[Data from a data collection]
--- BEGIN ---

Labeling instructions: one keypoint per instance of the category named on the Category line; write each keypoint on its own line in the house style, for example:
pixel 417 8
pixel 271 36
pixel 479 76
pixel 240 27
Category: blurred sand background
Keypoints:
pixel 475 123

--- END ---

**EXERCISE AIM:** Write out the lines of the data above word for word.

**TASK RESPONSE:**
Labeling instructions: one keypoint per instance of the category named on the Category line; write each keypoint on its own line in the house style, for example:
pixel 417 8
pixel 271 36
pixel 479 76
pixel 240 27
Category: blurred sand background
Keypoints:
pixel 475 123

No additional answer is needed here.